◆ Information provided:

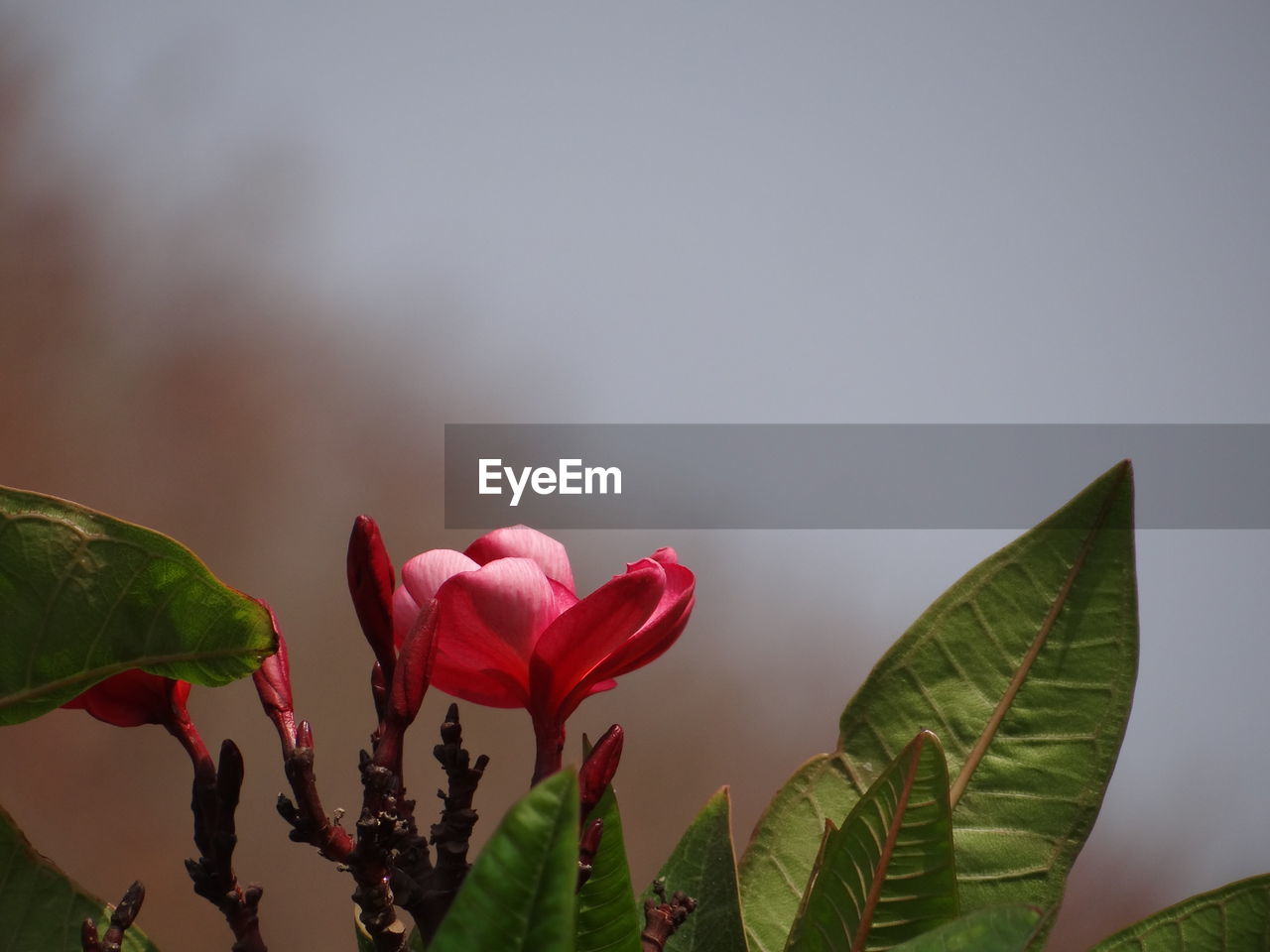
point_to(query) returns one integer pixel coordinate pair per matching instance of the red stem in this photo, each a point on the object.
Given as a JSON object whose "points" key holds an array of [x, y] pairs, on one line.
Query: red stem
{"points": [[550, 751]]}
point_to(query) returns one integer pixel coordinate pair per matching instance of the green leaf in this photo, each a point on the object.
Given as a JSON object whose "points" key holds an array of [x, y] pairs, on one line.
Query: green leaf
{"points": [[84, 597], [888, 875], [993, 929], [1025, 671], [40, 906], [520, 892], [703, 866], [608, 919], [1232, 916]]}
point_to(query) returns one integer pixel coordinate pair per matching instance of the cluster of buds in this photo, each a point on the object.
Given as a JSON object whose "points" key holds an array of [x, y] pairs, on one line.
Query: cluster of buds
{"points": [[498, 625]]}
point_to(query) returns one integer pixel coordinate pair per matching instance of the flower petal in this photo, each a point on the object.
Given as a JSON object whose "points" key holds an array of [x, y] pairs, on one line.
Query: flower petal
{"points": [[489, 621], [581, 639], [524, 542], [663, 626], [405, 610], [425, 574], [132, 698], [662, 630]]}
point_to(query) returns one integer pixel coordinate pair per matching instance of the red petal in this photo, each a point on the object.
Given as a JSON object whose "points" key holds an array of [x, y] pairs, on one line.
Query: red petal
{"points": [[370, 583], [132, 698], [489, 621], [405, 610], [662, 630], [580, 639], [425, 574], [524, 542]]}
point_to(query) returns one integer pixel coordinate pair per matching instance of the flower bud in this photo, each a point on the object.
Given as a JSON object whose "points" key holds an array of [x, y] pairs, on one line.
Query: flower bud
{"points": [[272, 682], [598, 769], [414, 666], [370, 581]]}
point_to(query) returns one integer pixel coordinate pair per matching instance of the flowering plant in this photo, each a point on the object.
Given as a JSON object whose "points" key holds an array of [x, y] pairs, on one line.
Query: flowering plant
{"points": [[968, 771]]}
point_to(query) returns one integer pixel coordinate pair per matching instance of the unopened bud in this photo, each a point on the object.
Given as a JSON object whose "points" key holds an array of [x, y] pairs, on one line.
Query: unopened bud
{"points": [[414, 666], [370, 581], [598, 769], [272, 682]]}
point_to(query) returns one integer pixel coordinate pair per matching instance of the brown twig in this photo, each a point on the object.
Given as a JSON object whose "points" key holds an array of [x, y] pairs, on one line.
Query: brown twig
{"points": [[121, 918], [309, 821], [663, 918], [214, 800]]}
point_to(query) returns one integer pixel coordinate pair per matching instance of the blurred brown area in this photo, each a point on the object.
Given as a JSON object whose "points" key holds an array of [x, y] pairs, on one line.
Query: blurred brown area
{"points": [[223, 411]]}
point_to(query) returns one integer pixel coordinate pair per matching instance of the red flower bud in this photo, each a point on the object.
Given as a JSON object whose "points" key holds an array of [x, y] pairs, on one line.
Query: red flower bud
{"points": [[598, 769], [370, 581], [272, 682], [414, 667]]}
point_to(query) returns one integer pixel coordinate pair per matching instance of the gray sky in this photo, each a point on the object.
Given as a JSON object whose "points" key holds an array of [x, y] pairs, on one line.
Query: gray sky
{"points": [[754, 213]]}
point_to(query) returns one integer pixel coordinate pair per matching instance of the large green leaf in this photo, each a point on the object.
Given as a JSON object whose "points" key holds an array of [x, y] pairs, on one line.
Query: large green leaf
{"points": [[520, 892], [40, 906], [1025, 670], [703, 866], [992, 929], [888, 875], [607, 916], [1234, 916], [84, 597]]}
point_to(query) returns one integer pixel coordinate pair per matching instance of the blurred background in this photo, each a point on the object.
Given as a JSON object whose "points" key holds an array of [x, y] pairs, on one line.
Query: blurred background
{"points": [[254, 257]]}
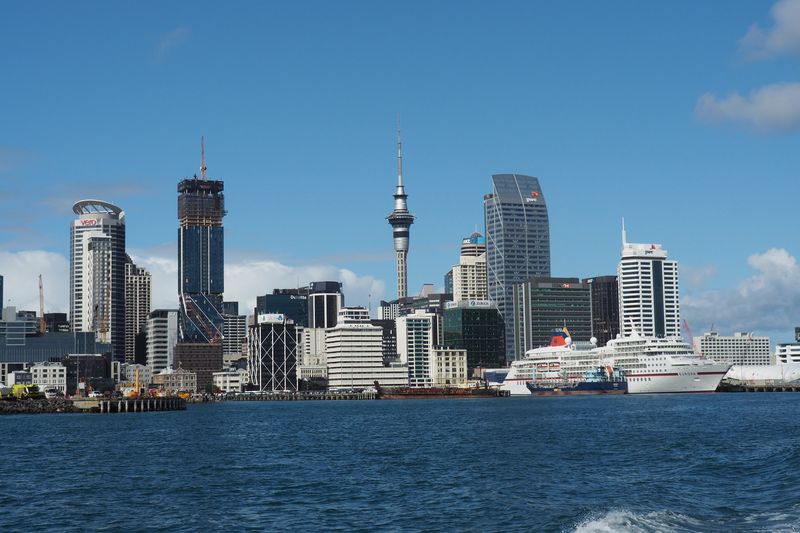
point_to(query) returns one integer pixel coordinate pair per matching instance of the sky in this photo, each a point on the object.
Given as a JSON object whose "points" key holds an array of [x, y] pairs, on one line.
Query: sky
{"points": [[683, 117]]}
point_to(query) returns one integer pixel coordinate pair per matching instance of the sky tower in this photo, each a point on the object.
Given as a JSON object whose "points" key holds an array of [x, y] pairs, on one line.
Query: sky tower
{"points": [[401, 221]]}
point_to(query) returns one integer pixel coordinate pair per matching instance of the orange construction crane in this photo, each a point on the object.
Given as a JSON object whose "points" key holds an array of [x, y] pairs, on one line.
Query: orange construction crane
{"points": [[42, 325]]}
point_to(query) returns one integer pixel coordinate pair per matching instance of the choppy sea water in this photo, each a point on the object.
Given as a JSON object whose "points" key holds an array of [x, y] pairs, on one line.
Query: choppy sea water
{"points": [[718, 462]]}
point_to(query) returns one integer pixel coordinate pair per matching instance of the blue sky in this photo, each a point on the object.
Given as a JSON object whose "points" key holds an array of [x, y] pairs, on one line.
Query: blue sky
{"points": [[620, 109]]}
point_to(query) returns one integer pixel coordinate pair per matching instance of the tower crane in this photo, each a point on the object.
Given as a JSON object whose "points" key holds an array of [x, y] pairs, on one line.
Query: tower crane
{"points": [[42, 325]]}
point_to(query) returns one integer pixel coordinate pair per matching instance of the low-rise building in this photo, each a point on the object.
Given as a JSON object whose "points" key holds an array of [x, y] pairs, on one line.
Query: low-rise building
{"points": [[449, 367], [231, 380], [128, 374], [49, 376], [787, 353], [354, 353], [741, 349], [19, 377], [172, 381]]}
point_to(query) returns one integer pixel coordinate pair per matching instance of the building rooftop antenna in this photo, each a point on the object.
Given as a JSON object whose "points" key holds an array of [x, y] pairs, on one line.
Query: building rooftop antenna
{"points": [[202, 158], [624, 234]]}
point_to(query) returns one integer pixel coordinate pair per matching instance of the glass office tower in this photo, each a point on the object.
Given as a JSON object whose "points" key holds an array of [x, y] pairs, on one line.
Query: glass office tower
{"points": [[517, 241]]}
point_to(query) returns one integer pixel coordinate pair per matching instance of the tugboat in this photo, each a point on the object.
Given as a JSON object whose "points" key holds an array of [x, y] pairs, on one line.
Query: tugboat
{"points": [[600, 380]]}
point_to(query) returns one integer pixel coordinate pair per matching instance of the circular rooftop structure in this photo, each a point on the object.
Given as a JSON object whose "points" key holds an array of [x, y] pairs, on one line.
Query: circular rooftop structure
{"points": [[95, 207]]}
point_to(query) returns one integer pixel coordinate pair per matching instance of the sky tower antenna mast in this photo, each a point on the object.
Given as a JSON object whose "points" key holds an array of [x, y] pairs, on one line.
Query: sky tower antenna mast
{"points": [[202, 158]]}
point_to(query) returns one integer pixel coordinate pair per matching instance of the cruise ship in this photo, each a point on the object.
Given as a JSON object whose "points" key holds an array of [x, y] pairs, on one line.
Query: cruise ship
{"points": [[656, 365], [562, 358]]}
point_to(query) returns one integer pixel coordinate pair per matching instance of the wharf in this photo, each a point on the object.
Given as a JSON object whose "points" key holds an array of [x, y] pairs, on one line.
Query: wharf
{"points": [[128, 405], [296, 396]]}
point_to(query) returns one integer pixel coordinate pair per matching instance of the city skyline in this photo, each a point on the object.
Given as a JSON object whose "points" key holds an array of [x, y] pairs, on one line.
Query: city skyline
{"points": [[674, 160]]}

◆ What is required:
Retype all of the records above word for word, leaving out the pictures.

◆ Correct result:
point_to(query) returns one integer pixel coordinate pair per matching instance of the red stem in this photo, each a point on the object.
Given as a JSON object whose "points" key holds an array of [x, y] pairs, on one line.
Query: red stem
{"points": [[550, 751]]}
point_to(query) returns one integer pixel coordinate pair per matching instance of the green leaf in this photo, each a point on the object.
Given as a JSON object whose "points" key holds an array of [x, y] pairs, on one line.
Query: green leaf
{"points": [[84, 597], [888, 875], [993, 929], [1025, 671], [40, 906], [520, 892], [703, 866], [608, 919], [1232, 916]]}
point_to(query) returns one integer pixel coordinate pair per matching instance of the cluster of buds in this photo, each a point on the object.
Given as a JSON object whose "points" key holds an array of [x, y] pairs, on one line.
Query: cluster of buds
{"points": [[498, 625]]}
point_to(query) returns one integer pixel coordinate pair per matching instance of the flower petal in this photo, each a point on the object.
Given as a JSON object whose "points" key holds an array of [x, y] pairs, on one line.
Query: flower petal
{"points": [[489, 621], [581, 639], [524, 542], [663, 626], [405, 610], [425, 574], [132, 698], [662, 630]]}
point_to(query) returns one integer pixel coordinate pair per matching instance of the red petal in this photo, each a point on the object.
Given as a JSON object whose "points" key holds an array of [x, y] pairs, on one line.
Query: red petal
{"points": [[370, 583], [132, 698], [489, 621], [405, 610], [662, 630], [580, 639], [425, 574], [524, 542]]}
point_to(query) returns one integer pixel coordinate pair per matching instance of the flower bud in this photo, each a point on the object.
Given as a JSON object whose "points" key holds an array of [x, y] pairs, on one line.
Query: flower bud
{"points": [[272, 682], [598, 769], [414, 666], [370, 581]]}
point_to(query) returns one integer pixel coordinate pair per matching instance of the flowering plant in this photo, each a point on the object.
Given as a JSON object whose "points" key holds an array of [x, y] pairs, on one line.
Query: flowering plant
{"points": [[968, 771]]}
point_to(query) returns one integer pixel coordinate pair per matching instance of the unopened bud in this photo, each a point on the object.
Given as a JSON object whose "points" key holds an array of [x, y] pairs, on one line.
Query: unopened bud
{"points": [[414, 666], [370, 581], [598, 769], [272, 682]]}
point_to(query) returns one integer pixel coordinate pair per matching instance of the brown twig in this photo, each a point on the object.
Given as a JSON object whose "points" key holds an array of [x, y] pairs, on one line.
Query: brown twig
{"points": [[121, 918], [309, 821], [663, 918], [214, 800]]}
point_to(query) returns one integer pixel coordinate pair per matching instance of the blurred brown area in this photo, each a point on the object.
Given as a JSON object whose "points" key holds an array of [x, y] pairs, on one line.
Query: blurred brown area
{"points": [[223, 411]]}
point_to(query) returns one integer pixel coordinate pair per matching instance of the red flower bud in this photo, each a point on the object.
Given as a JSON object whose "points" key holds an array of [x, y] pairs, on one line.
Query: red flower bud
{"points": [[598, 769], [370, 581], [272, 682], [414, 667]]}
point_to(query) returns one integer pixel coordinate pair per matching instance of the gray sky in this photo, each a point on the object.
Given as a JSON object whose "points" key holds an array of [x, y] pairs, on one line.
Query: gray sky
{"points": [[754, 213]]}
point_to(query) returns one integer pixel coordinate pair per matching instance of the large green leaf in this photo, each a point on the object.
Given as a JSON object whose "points" key holds an array of [x, y] pairs, on one line.
Query: large green leaf
{"points": [[520, 892], [40, 906], [1025, 670], [703, 866], [992, 929], [888, 875], [607, 916], [1234, 916], [84, 597]]}
point_to(query) returns one integer pixel coordinate pair per matching instance of the blurred background in this photo, each a point on the object.
Given as a JSON object whose "points" key holds an array of [x, y] pairs, on one line.
Query: blurred background
{"points": [[254, 257]]}
point_to(query) returns one integer pixel coordinate pair per matching instance of the sky in this photo, each a point on the object.
Given as a JSON object whose "points" key holds an array of [x, y] pairs, on one line.
Query: sky
{"points": [[683, 117]]}
point_to(query) returns one integer pixel coordinate pair per matching instance of the sky tower in this photo, each a point on the object.
Given as a JSON object whose "points" key holds an array of [x, y] pairs, on one line.
Query: sky tower
{"points": [[401, 221]]}
point_to(query) returns one integer pixel coordinate pair per matching instance of the orange construction crane in this photo, each a point on the object.
Given as a JSON object whose "points" key holds an array of [x, y] pairs, on one line.
Query: orange construction crane
{"points": [[42, 325]]}
point_to(query) returns one integer pixel coordinate pair per matching instance of the choppy sea water in this photo, each a point on the object.
Given as a JSON object whose "points" key holds an array of [x, y] pairs, on one line.
Query: choppy sea water
{"points": [[718, 462]]}
point_to(query) returns one integer pixel coordinate pair per matching instance of the blue sky in this photo, each a point on the object.
Given as a JSON object whose "points" key holds an array of [x, y] pairs, on one line.
Query: blue sky
{"points": [[620, 109]]}
point_to(query) returns one integer pixel coordinate pair per matching instance of the tower crane in this photo, each a point on the object.
Given as a JSON object whose "points" key holds an array of [x, y] pairs, on one line.
Query: tower crane
{"points": [[42, 325]]}
point_to(query) returns one integer pixel coordinate pair per matching instance of the low-rise building in this photo, each a point on the object.
Given as a JSON object whose "points" key holds an array of [x, y] pairs, on one line.
Query: low-rise building
{"points": [[449, 367], [231, 380], [128, 374], [49, 376], [787, 353], [354, 353], [741, 349], [19, 377], [172, 381]]}
point_to(query) returns one integer pixel coordinate pair per matching instance of the building rooftop antenna in this photo, each a point on the object.
Given as a JSON object whose "points" key holds an array of [x, y] pairs, on one line.
Query: building rooftop antenna
{"points": [[202, 158], [624, 234]]}
point_to(query) returns one integer pixel coordinate pair per matching instance of the glass office tower in this photo, each a point on the object.
Given as a JSON object whose "points" key holds an array of [x, y] pairs, on one line.
Query: glass office tower
{"points": [[517, 241]]}
point_to(query) returns one integer pixel coordinate pair per matching instance of the tugboat in this photo, each a point on the object.
Given as a JSON object whose "points" key holds an array of [x, y] pairs, on one line.
Query: tugboat
{"points": [[600, 380]]}
point_to(query) returns one integer pixel coordinate pair per matching instance of the circular rooftop structure in this photo, each a point on the object.
Given as a JSON object whose "points" key holds an array of [x, y] pairs, on one line.
Query: circular rooftop structure
{"points": [[95, 207]]}
point_to(query) returns one integer pixel coordinate pair per matching instance of the sky tower antenna mast in this photo, each a point on the object.
Given as a JSON object whose "points" key holds an array of [x, y] pairs, on one line.
Query: sky tower antenna mast
{"points": [[202, 158]]}
point_to(query) returns one integer pixel coordinate pair per matching instance of the cruise ship in this photo, each a point on the object.
Given as a JSON object whose "points" key holds an array of [x, y] pairs, on one line.
Query: cruise ship
{"points": [[656, 365], [562, 358]]}
point_to(query) returns one integer pixel coordinate pair per matching instance of the wharf in this photo, each a point on the object.
Given as a JSON object whose "points" key holds an array of [x, y] pairs, on one line.
Query: wharf
{"points": [[128, 405], [296, 396]]}
point_to(query) returns one integer pixel coordinate pair per matching instance of the city skyline in this photo, each a point on the object.
Given as a JSON object whose "points" key holds an array of [x, y] pairs, on one line.
Query: city skyline
{"points": [[674, 160]]}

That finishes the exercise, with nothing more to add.